# [What to produce]
Please print exactly the lines running from the one that contains "For each instance of the dog's nose, place" to the end of the data, with both lines included.

# [Recorded data]
((

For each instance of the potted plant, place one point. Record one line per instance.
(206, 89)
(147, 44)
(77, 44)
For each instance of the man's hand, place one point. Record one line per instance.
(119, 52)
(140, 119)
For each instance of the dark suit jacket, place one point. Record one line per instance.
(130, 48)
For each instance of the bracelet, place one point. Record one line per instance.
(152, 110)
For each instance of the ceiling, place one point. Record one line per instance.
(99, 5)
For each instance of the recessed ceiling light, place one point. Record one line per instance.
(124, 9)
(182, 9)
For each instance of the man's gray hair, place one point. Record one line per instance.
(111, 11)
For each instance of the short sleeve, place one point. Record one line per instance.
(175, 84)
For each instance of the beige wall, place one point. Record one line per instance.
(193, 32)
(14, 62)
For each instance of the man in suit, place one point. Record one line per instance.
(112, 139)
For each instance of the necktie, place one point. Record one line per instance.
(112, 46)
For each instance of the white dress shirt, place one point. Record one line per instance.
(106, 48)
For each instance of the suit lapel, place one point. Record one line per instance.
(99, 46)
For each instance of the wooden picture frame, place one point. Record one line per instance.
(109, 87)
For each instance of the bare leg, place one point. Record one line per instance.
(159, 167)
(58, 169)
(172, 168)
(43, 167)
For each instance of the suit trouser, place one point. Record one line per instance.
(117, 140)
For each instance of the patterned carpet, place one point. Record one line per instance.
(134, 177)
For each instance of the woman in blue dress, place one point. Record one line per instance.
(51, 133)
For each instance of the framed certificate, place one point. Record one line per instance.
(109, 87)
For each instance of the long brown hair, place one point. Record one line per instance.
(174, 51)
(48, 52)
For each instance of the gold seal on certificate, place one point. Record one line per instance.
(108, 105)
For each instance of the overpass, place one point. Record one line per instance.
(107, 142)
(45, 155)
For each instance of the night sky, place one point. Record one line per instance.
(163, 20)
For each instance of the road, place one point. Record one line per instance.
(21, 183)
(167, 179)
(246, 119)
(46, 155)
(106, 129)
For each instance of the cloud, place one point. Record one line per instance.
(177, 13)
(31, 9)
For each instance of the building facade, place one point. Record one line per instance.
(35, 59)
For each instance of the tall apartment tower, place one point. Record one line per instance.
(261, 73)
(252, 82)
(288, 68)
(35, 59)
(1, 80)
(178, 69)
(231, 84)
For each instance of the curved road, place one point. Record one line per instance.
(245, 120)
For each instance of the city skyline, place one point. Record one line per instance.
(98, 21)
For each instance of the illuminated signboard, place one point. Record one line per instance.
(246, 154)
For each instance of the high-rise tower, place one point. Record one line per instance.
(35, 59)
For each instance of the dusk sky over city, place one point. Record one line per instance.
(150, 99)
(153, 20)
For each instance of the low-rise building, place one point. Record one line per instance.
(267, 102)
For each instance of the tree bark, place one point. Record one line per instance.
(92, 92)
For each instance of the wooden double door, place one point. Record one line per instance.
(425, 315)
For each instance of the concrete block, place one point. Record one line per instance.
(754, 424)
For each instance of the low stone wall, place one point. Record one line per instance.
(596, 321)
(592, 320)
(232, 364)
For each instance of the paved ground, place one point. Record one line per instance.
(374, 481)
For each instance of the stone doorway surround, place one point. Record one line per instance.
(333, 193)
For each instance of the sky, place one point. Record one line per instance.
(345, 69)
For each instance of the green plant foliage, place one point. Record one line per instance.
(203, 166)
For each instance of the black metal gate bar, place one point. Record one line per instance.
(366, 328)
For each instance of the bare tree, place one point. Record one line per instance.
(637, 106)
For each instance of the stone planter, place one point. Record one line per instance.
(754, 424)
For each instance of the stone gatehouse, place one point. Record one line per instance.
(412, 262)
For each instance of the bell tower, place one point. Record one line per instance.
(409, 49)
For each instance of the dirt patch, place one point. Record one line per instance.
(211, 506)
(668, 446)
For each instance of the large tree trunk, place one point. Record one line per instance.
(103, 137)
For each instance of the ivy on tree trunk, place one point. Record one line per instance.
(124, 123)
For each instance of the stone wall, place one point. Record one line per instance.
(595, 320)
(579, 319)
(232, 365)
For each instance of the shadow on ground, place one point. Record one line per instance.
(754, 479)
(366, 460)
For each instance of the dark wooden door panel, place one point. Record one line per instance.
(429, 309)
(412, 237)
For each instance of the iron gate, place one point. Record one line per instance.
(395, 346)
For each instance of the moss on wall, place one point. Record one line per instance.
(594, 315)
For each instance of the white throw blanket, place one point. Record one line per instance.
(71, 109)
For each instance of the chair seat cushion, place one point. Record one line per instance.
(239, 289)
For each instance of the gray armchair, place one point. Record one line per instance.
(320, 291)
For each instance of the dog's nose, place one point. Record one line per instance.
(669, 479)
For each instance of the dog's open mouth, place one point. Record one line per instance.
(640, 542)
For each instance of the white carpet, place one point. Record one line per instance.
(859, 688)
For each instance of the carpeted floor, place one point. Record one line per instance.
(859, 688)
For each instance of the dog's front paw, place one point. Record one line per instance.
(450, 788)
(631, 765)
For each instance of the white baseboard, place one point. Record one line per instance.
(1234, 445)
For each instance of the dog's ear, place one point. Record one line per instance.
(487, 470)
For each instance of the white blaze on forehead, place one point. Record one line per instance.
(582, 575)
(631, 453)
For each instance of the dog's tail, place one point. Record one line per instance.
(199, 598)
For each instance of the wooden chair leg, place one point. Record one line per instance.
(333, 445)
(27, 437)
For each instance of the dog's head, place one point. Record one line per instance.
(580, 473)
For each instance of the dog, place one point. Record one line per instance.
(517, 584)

))

# [Answer to this task]
For each instance of the dog's nose, place one point. Record one line per instance.
(669, 479)
For each instance of the dog's open mouth, place one point. Record one line per instance.
(640, 542)
For each instance of the white carpet, place one point. Record one line per instance.
(859, 688)
For each instance of the carpeted floor, place one point. Record one line per instance.
(859, 688)
For each instance of the dog's front paw, place one point. Record one line per instance.
(450, 788)
(631, 765)
For each instance of the white baseboard, place one point. Record one line per instance.
(1234, 445)
For each instance of the dog's ear, place one point. Record one line per instance.
(487, 470)
For each instance of the white blaze on forehead, place one point. Record one line per instance.
(582, 575)
(631, 453)
For each instance of the dog's tail, place one point. Record one line per instance.
(199, 598)
For each instance of the wooden chair leg, place one point. Record one line per instance.
(333, 445)
(27, 437)
For each instance of the dog's head, place one point. Record one line per instance.
(580, 473)
For each instance of the dog, place one point. Record one line per instance.
(517, 584)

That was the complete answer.